---------- Raw data

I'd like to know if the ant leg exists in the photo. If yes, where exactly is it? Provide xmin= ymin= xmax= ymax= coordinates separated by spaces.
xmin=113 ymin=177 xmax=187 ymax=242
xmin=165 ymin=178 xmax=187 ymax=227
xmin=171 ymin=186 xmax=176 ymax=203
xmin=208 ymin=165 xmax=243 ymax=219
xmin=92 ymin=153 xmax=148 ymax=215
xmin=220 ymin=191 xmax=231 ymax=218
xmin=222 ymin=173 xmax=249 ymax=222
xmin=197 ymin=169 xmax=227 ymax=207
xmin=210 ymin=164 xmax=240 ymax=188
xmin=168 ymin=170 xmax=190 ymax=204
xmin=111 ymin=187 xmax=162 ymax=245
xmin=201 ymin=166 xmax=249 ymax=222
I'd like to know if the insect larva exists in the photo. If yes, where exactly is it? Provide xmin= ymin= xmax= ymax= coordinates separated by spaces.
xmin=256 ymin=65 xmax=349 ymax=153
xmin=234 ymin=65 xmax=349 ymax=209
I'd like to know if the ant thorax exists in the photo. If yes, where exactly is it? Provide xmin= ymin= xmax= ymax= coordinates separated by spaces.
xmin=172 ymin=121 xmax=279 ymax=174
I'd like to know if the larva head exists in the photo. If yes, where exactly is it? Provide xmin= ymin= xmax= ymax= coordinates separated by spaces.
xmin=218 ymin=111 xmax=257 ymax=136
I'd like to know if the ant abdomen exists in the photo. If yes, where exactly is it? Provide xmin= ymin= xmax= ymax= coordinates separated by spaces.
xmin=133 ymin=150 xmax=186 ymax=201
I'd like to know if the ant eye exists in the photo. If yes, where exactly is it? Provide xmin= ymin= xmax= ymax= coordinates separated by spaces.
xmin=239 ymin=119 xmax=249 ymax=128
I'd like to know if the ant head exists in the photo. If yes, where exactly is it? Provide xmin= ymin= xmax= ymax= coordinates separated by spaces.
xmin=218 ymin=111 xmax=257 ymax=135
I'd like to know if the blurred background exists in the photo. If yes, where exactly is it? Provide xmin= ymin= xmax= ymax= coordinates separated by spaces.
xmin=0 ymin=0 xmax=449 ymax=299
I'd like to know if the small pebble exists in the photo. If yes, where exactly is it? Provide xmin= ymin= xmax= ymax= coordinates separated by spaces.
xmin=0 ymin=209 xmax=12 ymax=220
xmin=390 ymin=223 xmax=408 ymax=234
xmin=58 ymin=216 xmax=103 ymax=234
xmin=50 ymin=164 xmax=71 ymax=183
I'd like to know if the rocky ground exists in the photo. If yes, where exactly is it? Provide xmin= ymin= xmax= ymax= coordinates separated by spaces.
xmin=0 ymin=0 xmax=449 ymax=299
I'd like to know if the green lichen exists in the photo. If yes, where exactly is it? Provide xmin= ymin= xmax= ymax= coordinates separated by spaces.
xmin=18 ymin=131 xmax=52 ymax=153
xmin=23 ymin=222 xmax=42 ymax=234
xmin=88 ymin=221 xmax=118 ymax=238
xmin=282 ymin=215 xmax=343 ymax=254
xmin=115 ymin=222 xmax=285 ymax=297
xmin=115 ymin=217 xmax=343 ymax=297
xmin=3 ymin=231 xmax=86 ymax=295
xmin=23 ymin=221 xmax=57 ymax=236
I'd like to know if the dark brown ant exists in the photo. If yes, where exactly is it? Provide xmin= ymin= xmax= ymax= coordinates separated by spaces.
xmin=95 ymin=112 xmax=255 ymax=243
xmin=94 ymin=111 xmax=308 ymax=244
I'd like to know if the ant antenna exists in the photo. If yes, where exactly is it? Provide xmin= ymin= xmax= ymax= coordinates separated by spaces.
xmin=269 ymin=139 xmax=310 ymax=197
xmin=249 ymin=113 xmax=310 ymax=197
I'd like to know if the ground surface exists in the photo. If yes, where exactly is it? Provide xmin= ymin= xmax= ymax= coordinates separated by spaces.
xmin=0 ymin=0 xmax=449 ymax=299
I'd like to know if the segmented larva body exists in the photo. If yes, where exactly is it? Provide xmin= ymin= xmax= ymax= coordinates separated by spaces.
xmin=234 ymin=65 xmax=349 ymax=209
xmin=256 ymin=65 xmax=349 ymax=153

--------------------

| Work request |
Type out the listing again with nothing changed.

| Result of the exercise |
I'd like to know if the ant leg exists in the photo. If yes, where exactly is it? Provide xmin= ymin= xmax= ymax= coordinates separated by spaces.
xmin=113 ymin=177 xmax=187 ymax=242
xmin=165 ymin=178 xmax=187 ymax=227
xmin=171 ymin=186 xmax=176 ymax=203
xmin=208 ymin=165 xmax=243 ymax=219
xmin=92 ymin=153 xmax=148 ymax=215
xmin=220 ymin=191 xmax=231 ymax=218
xmin=222 ymin=173 xmax=249 ymax=222
xmin=197 ymin=169 xmax=227 ymax=207
xmin=210 ymin=164 xmax=240 ymax=188
xmin=168 ymin=170 xmax=190 ymax=204
xmin=111 ymin=187 xmax=162 ymax=245
xmin=201 ymin=166 xmax=249 ymax=222
I'd like to know if the insect larva exists in the photo. If yes, where exactly is it? Provide xmin= ymin= xmax= ymax= coordinates separated by spaces.
xmin=256 ymin=65 xmax=349 ymax=153
xmin=234 ymin=65 xmax=349 ymax=209
I'd like to know if the ant thorax exists in the photo. If yes, where exactly is it? Provide xmin= ymin= xmax= ymax= coordinates separated by spaces.
xmin=172 ymin=121 xmax=279 ymax=174
I'd like to know if the larva head exists in the photo. If yes, where exactly is it? Provide xmin= ymin= xmax= ymax= coordinates separated by spaces.
xmin=218 ymin=111 xmax=257 ymax=136
I'd like to know if the ant abdomen exists in the photo. If yes, where exactly is it? Provide xmin= ymin= xmax= ymax= coordinates separated by spaces.
xmin=133 ymin=150 xmax=186 ymax=201
I'd like to know if the ant eye exists in the photo. If yes, where exactly is it? Provide xmin= ymin= xmax= ymax= coordinates separated by spaces.
xmin=239 ymin=119 xmax=249 ymax=128
I'd like to know if the ant head exists in the photo. If yes, where exactly is it? Provide xmin= ymin= xmax= ymax= coordinates separated by spaces.
xmin=218 ymin=111 xmax=257 ymax=135
I'd like to know if the blurred background exists in the photo. If yes, where exactly is it? Provide xmin= ymin= xmax= ymax= coordinates separated by spaces.
xmin=0 ymin=0 xmax=449 ymax=299
I'd like to know if the small pebble exists in the photo. If yes, where exactly is it? Provide xmin= ymin= xmax= ymax= coordinates separated by spaces.
xmin=0 ymin=209 xmax=12 ymax=220
xmin=390 ymin=223 xmax=408 ymax=234
xmin=58 ymin=216 xmax=103 ymax=234
xmin=50 ymin=164 xmax=71 ymax=183
I'd like to know if the rocky ground exists in the photo. If yes, where exactly is it? Provide xmin= ymin= xmax= ymax= coordinates separated by spaces.
xmin=0 ymin=0 xmax=449 ymax=299
I'd like to know if the green lichen exists in the photo. If yes, where exactly is it? Provide xmin= ymin= xmax= ymax= coordinates separated by spaces.
xmin=18 ymin=131 xmax=52 ymax=153
xmin=23 ymin=222 xmax=42 ymax=234
xmin=88 ymin=221 xmax=118 ymax=238
xmin=282 ymin=215 xmax=343 ymax=254
xmin=115 ymin=222 xmax=285 ymax=297
xmin=115 ymin=217 xmax=343 ymax=297
xmin=3 ymin=231 xmax=86 ymax=295
xmin=23 ymin=221 xmax=57 ymax=236
I'd like to know if the dark brown ant exists in the photo. If yes, where exactly is it? Provide xmin= ymin= xmax= ymax= coordinates separated by spaces.
xmin=95 ymin=112 xmax=255 ymax=243
xmin=94 ymin=111 xmax=308 ymax=244
I'd like to know if the ant antenna exists in the photo. If yes, where exactly is it? Provide xmin= ymin= xmax= ymax= coordinates separated by spaces.
xmin=269 ymin=139 xmax=310 ymax=197
xmin=249 ymin=113 xmax=310 ymax=197
I'd like to know if the ground surface exists in the photo. If yes, where exactly is it? Provide xmin= ymin= xmax= ymax= coordinates separated by spaces.
xmin=0 ymin=0 xmax=449 ymax=299
I'd like to know if the segmented larva body exists in the photo. If yes, where exactly is it? Provide xmin= ymin= xmax= ymax= coordinates separated by spaces.
xmin=234 ymin=65 xmax=349 ymax=209
xmin=256 ymin=65 xmax=349 ymax=153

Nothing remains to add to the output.